**Excerpted records**
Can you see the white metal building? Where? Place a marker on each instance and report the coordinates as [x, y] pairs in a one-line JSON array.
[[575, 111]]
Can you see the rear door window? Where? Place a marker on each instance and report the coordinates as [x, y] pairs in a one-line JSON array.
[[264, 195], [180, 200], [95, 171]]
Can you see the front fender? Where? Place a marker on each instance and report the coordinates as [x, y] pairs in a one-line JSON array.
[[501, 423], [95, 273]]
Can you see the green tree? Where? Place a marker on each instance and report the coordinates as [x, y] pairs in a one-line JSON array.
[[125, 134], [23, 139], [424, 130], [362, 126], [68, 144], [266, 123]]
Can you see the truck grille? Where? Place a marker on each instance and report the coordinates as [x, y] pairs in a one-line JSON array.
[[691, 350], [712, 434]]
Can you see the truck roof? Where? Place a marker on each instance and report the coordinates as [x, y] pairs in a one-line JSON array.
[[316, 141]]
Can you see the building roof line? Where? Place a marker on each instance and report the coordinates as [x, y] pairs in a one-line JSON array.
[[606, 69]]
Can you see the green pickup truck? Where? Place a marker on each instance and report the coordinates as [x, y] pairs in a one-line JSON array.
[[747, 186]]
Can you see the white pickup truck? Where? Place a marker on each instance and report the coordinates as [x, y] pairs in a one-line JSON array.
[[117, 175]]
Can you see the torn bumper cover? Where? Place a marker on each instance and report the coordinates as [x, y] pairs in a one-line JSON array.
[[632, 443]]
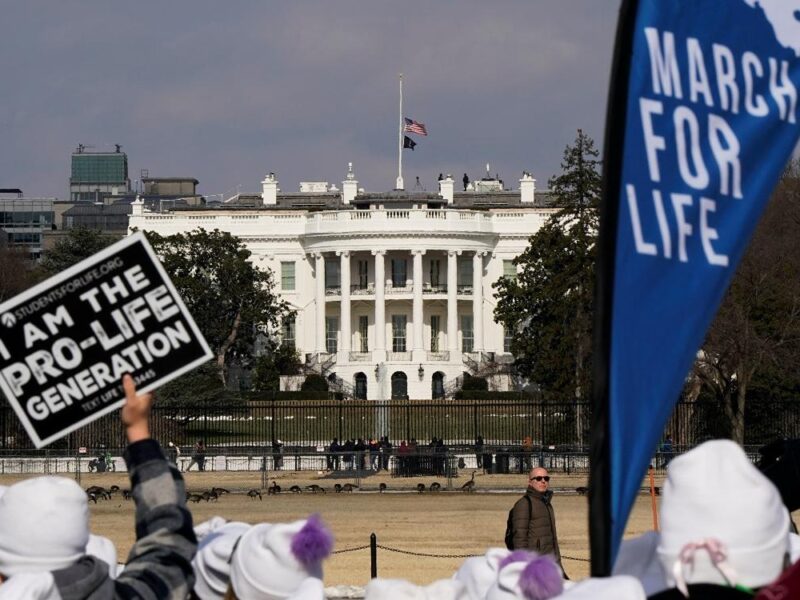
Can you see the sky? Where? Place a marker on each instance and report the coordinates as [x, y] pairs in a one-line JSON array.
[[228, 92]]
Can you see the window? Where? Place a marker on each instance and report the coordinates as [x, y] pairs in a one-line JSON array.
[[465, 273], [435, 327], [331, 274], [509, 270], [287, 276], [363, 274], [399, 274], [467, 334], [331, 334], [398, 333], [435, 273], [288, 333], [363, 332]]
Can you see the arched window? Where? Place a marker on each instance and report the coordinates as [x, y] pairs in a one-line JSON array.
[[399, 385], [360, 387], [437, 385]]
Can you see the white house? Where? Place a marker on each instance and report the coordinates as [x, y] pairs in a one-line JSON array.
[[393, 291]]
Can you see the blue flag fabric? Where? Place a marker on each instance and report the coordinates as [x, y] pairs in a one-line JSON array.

**Objective**
Return every one of the lines above verbatim, in their original order, omitting the picture from your reply.

**Output of the task**
Can you see the white metal building? Where? Place a marker on each instance and report the coordinates as [x, y] pairs in a one-line JSON array.
[[575, 111]]
Can you see the rear door window? Where? Place a marker on each instance and report the coordinates as [x, y] pairs in a one-line JSON array.
[[264, 195], [180, 200], [95, 171]]
Can you see the front fender? Where? Place a marker on each instance and report the coordinates as [x, y] pairs in a one-line JSON array.
[[501, 423], [95, 273]]
Can you see the green tree? Where? Place a marker on each instance and report the coordinates as [x, y] pairs in a one-line JSON array.
[[125, 134], [23, 139], [424, 130], [362, 126], [68, 144], [266, 123]]
Can you see the truck grille? Where? Place a marker on each instance and report the coordinates as [x, y] pairs in a one-line JSON array.
[[691, 350], [712, 434]]
Can you see the truck roof? Where? Place a marker on each instance and report the coordinates as [x, y] pairs in a one-line JSON array.
[[316, 141]]
Can you see the building roof line? Where? Place a marker on each instance and report the coordinates as [x, y] pairs in a one-line JSON array.
[[606, 69]]
Can you see the green pickup truck? Where? Place a marker on each instance and report the coordinates as [x, y] pairs in a one-line JSON array.
[[747, 186]]
Can you see the white pickup truck? Where? Place a marker on each instance and report the coordinates as [x, y] pairs in a one-line JSON array.
[[117, 175]]
Can you see the torn bumper cover? Where? Place a marker on each instance and report the coordinates as [x, y] pairs in a one-line JSON array.
[[632, 443]]
Can you see the sky? Where? Place a marker on each instance and report the coordinates as [x, y] pairs in a one-line JSON array.
[[228, 92]]
Can you see the window? Where? Place a marker on each instance and report the coordinates as [x, y] pairs in a one-line JSON array.
[[465, 273], [435, 327], [331, 274], [509, 270], [287, 276], [363, 274], [399, 274], [467, 334], [331, 334], [398, 333], [435, 273], [288, 333], [363, 332]]
Can you see the arched window? Where? Place a marker on each instance and report the coordinates as [x, y] pairs in a one-line JSON array.
[[399, 385], [360, 387], [437, 385]]
Can you see the white house? Where? Place a marker on each instance and report the coordinates as [x, y] pairs in a one-line JSON array.
[[393, 291]]
Can you see the blue flag fabric? Where? Place a marker on each instance and report the coordinates as [x, y] pairs in a one-line JSON array.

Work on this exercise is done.